- Passage
■ ■ ■ ■ ■ ■ ■

Lazare chez le mauvais riche (détail), gravure surpeinte par le MaÎtre de Hugues de Loges, Les Presentes heures à l'usaige de Tournay au long sans requerir… Paris, pour Simon Vostre, 1512, Chantilly, imprimé XII-F-4.

Lazare chez le mauvais riche (détail), gravure surpeinte par le MaÎtre de Hugues de Loges, Les Presentes heures à l'usaige de Tournay au long sans requerir… Paris, pour Simon Vostre, 1512, Chantilly, imprimé XII-F-4. © IRHT-CNRS / Château de Chantilly.

En contrepoint à la présentation des Très Riches Heures du duc de Berry, le Cabinet des livres expose d’autres Heures célèbres acquises par le duc d’Aumale. Celui-ci ne fut pas un collectionneur de livres d’heures, mais un bibliophile pionnier à maints égards.

■ ■ ■ ■ ■ ■ ■

- Extrait source

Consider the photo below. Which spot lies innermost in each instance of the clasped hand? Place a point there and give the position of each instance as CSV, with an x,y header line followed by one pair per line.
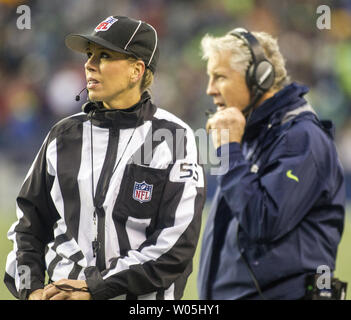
x,y
64,289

■ ■ ■ ■ ■ ■ ■

- Objectif de la tâche
Recopiez fidèlement, dans le passage, le segment qui va de « En contrepoint à » jusqu'à « à maints égards. » inclus.

- Exercice réalisé
En contrepoint à la présentation des Très Riches Heures du duc de Berry, le Cabinet des livres expose d’autres Heures célèbres acquises par le duc d’Aumale. Celui-ci ne fut pas un collectionneur de livres d’heures, mais un bibliophile pionnier à maints égards.